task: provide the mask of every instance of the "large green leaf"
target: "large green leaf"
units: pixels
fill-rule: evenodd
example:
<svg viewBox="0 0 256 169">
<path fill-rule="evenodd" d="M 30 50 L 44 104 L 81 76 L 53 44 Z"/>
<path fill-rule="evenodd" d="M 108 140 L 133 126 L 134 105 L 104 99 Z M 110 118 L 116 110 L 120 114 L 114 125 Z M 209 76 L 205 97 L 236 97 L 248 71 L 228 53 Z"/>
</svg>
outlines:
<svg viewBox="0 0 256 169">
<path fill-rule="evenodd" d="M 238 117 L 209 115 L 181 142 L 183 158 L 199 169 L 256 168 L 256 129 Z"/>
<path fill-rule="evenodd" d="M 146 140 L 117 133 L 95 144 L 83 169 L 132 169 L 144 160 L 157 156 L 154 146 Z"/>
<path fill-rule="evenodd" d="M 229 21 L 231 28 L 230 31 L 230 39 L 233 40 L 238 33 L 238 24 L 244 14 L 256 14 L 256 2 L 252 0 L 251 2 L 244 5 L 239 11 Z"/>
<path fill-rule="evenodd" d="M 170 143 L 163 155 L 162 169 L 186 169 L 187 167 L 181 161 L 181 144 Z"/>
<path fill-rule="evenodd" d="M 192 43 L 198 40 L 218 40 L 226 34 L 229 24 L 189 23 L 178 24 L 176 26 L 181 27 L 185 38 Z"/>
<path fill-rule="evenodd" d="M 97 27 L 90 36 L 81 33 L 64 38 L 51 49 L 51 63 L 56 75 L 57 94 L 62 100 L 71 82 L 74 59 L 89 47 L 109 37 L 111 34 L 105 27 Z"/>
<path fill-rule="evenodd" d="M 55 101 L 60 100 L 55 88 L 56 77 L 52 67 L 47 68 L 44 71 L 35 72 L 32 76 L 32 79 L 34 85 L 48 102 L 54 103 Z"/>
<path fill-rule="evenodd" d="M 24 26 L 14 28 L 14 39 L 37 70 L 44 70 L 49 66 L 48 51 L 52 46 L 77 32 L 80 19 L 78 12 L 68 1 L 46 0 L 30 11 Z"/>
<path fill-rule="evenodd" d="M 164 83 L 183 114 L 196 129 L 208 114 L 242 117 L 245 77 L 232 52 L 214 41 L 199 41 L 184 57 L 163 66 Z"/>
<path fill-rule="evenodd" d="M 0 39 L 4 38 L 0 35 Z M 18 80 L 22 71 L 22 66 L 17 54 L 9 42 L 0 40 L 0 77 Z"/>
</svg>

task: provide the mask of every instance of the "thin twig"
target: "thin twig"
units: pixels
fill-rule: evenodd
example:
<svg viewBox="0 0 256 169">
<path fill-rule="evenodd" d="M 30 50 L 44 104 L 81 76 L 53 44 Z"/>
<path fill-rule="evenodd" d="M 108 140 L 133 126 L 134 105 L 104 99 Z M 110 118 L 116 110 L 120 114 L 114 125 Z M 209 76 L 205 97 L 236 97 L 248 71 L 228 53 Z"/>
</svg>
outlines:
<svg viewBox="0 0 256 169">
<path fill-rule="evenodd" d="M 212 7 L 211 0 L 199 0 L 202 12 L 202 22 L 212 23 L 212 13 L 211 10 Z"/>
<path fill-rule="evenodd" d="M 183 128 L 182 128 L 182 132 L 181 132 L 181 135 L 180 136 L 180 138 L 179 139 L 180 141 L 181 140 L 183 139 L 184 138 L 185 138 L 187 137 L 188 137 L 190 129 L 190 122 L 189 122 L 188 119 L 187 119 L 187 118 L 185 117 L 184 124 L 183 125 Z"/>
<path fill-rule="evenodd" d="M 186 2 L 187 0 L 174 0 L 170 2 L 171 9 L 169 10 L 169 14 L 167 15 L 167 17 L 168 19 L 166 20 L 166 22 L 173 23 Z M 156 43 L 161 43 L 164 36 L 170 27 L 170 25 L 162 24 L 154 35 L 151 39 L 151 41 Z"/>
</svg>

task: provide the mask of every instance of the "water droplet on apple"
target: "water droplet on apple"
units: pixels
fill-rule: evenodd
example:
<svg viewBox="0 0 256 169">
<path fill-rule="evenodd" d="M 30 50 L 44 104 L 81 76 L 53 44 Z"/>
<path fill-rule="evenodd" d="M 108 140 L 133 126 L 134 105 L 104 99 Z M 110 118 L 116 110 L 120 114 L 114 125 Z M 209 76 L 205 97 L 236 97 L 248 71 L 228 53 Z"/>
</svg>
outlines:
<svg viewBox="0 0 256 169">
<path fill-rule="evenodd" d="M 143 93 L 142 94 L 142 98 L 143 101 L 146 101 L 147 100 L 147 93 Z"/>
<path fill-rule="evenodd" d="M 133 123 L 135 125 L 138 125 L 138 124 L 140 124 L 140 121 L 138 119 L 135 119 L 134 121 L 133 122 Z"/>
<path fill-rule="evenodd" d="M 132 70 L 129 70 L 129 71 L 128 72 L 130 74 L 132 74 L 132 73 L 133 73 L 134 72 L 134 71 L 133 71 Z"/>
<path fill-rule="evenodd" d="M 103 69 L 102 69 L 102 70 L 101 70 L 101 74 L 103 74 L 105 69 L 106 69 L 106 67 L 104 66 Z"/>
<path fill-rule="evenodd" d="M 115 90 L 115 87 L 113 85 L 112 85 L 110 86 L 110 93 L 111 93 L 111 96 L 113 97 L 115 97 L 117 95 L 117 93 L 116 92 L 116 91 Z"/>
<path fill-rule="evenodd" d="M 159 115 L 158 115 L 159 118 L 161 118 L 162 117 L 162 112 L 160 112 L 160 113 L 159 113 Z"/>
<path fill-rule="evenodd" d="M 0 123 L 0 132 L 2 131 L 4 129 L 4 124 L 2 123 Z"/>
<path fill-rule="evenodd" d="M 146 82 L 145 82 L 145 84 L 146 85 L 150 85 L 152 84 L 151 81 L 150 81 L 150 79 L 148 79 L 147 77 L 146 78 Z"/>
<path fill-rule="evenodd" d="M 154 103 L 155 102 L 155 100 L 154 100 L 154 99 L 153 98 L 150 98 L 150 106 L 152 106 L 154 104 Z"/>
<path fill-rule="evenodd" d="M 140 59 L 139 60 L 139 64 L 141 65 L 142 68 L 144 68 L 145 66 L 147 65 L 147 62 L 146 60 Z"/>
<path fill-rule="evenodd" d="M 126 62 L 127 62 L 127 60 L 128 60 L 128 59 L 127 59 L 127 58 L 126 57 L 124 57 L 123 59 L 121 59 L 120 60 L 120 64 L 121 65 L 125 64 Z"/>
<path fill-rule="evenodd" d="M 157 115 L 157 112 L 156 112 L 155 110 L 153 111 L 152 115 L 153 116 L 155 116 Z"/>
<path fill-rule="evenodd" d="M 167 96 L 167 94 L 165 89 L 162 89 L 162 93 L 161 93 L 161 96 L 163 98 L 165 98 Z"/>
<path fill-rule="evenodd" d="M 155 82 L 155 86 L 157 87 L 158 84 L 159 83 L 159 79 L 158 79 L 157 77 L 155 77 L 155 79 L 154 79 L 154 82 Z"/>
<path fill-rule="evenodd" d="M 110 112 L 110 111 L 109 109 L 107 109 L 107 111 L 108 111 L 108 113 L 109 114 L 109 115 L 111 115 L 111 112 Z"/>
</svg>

• **EXERCISE DETAILS**
Rewrite the material from its first line through the line containing "238 117 L 209", both included, replacing "leaf" with "frond" and leaving everything else unchanged.

• **RESPONSE BELOW**
task: provide the mask of every instance of the "large green frond"
target: "large green frond"
units: pixels
fill-rule: evenodd
example:
<svg viewBox="0 0 256 169">
<path fill-rule="evenodd" d="M 30 50 L 44 104 L 81 76 L 53 44 Z"/>
<path fill-rule="evenodd" d="M 108 140 L 133 126 L 134 105 L 104 99 Z M 110 118 L 116 110 L 120 114 L 114 125 Z M 209 76 L 205 97 L 236 97 L 248 71 L 228 53 Z"/>
</svg>
outlines:
<svg viewBox="0 0 256 169">
<path fill-rule="evenodd" d="M 238 117 L 209 115 L 181 142 L 183 158 L 199 169 L 256 168 L 256 129 Z"/>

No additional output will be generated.